Por todo eso, yo me pregunto ¿qué hago aquí? La perversidad de los organizadores ha tentado la suerte conmigo que procuro dar el menor número de conferencias posibles acerca de lo que supuestamente conozco y que aborrezco hablar en público. Me ha obligado con su tradicional amabilidad a contar mi supuesta experiencia mexicana. En esta charla el retorcimiento criollo llega aquí a un máximo porque siempre he fracasado en mis viajes a México. Nunca he viajado a México. Nunca he visitado México. Podría decir que nunca he pisado materialmente suelo mexicano, o si lo preferís, el único suelo mexicano que he pisado es el de esta Embajada. Pero no os alarméis; no voy a contaros cuántas veces he venido al Instituto de México.

Porque si se trata de experiencias mexicanas, las tengo. Si se necesita haber deseado visitar México yo lo he deseado. Además, puedo no haber estado en muchos de los lugares que se suponen relevantes pero he tenido compañeros de excepción para penetrar en ese mundo tan esquivo como eso que se denomina con ligereza "el alma de un pueblo". Sobre todo, para descubrir que si ya es problemático percibir "el alma" colectiva, seguro que lo segundo, "el pueblo", no pasa de ser una fabulación de los políticos. Las almas de los pueblos son como los faisanes vegetales. Tal vez por eso sería posible decir que la forma más cabal de conocer un lugar es no visitarlo nunca. Y especialmente México. Comprendo, no obstante, que me retiréis el saludo porque consideréis mi reflexión como el mayor ataque a la industria turística mexicana. No es así, puedo asegurarlo.

En mi opinión sólo los lugares culturalmente simples pueden tener esas almas que se parezcan a faisanes vegetales. Por ejemplo un cuartel sería un lugar simple y de pronto habría que aceptar que México no es ningún cuartel. Cualquier retazo de memoria que se articule en una narración sobre México muestra una extraña complejidad referida incesantemente a un mundo de impresiones sorprendentes.
+-------+
_Tarea asignada_
Devuelve, sin cambiar nada, el fragmento de la charla sobre México que comienza en "Porque si se" y termina en "así, puedo asegurarlo.".

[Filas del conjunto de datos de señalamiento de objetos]
+-------+
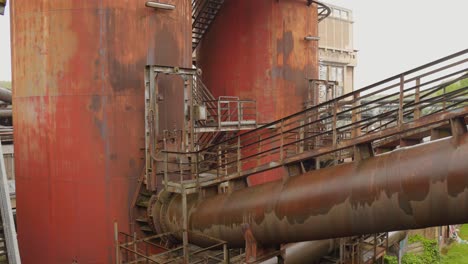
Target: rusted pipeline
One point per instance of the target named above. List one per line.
(410, 188)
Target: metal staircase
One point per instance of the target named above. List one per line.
(417, 103)
(8, 241)
(203, 14)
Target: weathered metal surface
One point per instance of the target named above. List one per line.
(413, 187)
(5, 95)
(79, 117)
(256, 50)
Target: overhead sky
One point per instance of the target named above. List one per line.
(391, 36)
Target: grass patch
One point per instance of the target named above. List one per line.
(456, 254)
(463, 232)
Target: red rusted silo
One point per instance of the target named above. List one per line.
(257, 50)
(78, 70)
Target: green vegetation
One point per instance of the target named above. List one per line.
(454, 86)
(430, 255)
(5, 84)
(457, 253)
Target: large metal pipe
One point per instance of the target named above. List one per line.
(410, 188)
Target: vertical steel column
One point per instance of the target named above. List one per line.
(400, 105)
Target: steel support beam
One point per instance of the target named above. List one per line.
(409, 188)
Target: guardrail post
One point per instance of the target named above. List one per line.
(226, 253)
(356, 118)
(417, 95)
(166, 168)
(117, 246)
(239, 113)
(185, 225)
(219, 114)
(281, 142)
(400, 103)
(334, 125)
(239, 154)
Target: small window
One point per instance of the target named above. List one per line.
(344, 15)
(336, 13)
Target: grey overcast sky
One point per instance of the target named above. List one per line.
(391, 36)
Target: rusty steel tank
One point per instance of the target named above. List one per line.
(257, 50)
(78, 75)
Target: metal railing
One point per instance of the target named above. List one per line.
(130, 249)
(413, 101)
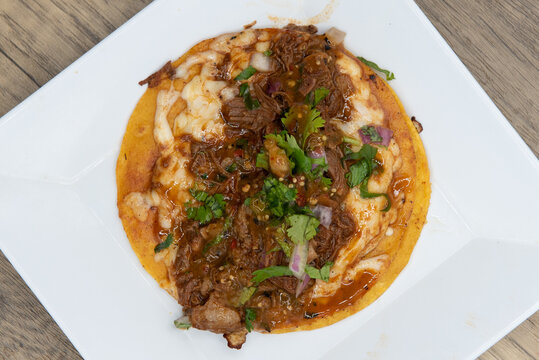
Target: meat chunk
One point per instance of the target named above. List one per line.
(216, 317)
(236, 339)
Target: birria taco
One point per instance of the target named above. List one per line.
(271, 181)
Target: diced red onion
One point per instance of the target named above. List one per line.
(302, 284)
(273, 86)
(324, 214)
(385, 133)
(298, 259)
(335, 36)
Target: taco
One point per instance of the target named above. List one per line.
(270, 180)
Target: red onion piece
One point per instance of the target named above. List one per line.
(323, 214)
(302, 284)
(274, 85)
(385, 133)
(298, 259)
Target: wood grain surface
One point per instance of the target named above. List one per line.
(496, 40)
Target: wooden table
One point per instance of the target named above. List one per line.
(496, 40)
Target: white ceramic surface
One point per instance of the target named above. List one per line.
(473, 276)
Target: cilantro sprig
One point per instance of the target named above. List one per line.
(213, 206)
(165, 244)
(301, 227)
(389, 75)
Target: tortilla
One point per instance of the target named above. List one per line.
(144, 144)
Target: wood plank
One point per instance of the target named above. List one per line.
(496, 40)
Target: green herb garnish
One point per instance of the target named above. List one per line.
(213, 206)
(262, 160)
(165, 244)
(246, 294)
(250, 316)
(374, 66)
(364, 192)
(246, 73)
(301, 228)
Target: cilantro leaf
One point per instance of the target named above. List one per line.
(262, 160)
(246, 73)
(301, 228)
(364, 192)
(312, 124)
(278, 197)
(246, 294)
(213, 206)
(270, 271)
(374, 66)
(249, 102)
(250, 316)
(371, 133)
(322, 274)
(165, 244)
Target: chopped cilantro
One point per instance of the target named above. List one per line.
(301, 228)
(371, 133)
(250, 316)
(165, 244)
(249, 102)
(278, 197)
(262, 160)
(374, 66)
(364, 192)
(312, 124)
(271, 271)
(212, 208)
(246, 73)
(246, 294)
(322, 274)
(314, 97)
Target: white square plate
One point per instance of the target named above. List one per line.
(473, 276)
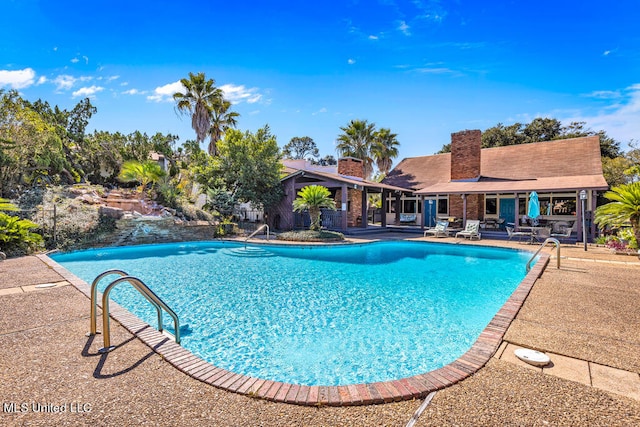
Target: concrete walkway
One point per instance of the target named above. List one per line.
(586, 311)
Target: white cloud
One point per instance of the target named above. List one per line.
(134, 92)
(237, 94)
(87, 91)
(404, 28)
(64, 82)
(620, 119)
(17, 79)
(165, 93)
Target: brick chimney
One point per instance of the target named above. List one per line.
(350, 166)
(465, 154)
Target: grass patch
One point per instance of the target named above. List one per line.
(311, 236)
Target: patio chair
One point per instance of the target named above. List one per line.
(542, 234)
(519, 234)
(564, 233)
(440, 230)
(471, 230)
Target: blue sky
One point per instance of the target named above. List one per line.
(424, 69)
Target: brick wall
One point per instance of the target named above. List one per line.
(475, 206)
(351, 167)
(465, 154)
(355, 197)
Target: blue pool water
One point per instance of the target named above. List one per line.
(330, 315)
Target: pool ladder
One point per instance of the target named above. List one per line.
(548, 240)
(256, 232)
(140, 287)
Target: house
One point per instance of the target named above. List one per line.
(493, 184)
(348, 188)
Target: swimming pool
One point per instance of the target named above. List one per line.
(317, 315)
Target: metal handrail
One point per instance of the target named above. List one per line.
(548, 240)
(149, 295)
(256, 232)
(94, 297)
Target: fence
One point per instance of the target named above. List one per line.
(47, 220)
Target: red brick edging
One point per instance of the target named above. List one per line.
(417, 386)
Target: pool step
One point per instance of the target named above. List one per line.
(248, 252)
+-------+
_Respuesta completa_
Porque si se trata de experiencias mexicanas, las tengo. Si se necesita haber deseado visitar México yo lo he deseado. Además, puedo no haber estado en muchos de los lugares que se suponen relevantes pero he tenido compañeros de excepción para penetrar en ese mundo tan esquivo como eso que se denomina con ligereza "el alma de un pueblo". Sobre todo, para descubrir que si ya es problemático percibir "el alma" colectiva, seguro que lo segundo, "el pueblo", no pasa de ser una fabulación de los políticos. Las almas de los pueblos son como los faisanes vegetales. Tal vez por eso sería posible decir que la forma más cabal de conocer un lugar es no visitarlo nunca. Y especialmente México. Comprendo, no obstante, que me retiréis el saludo porque consideréis mi reflexión como el mayor ataque a la industria turística mexicana. No es así, puedo asegurarlo.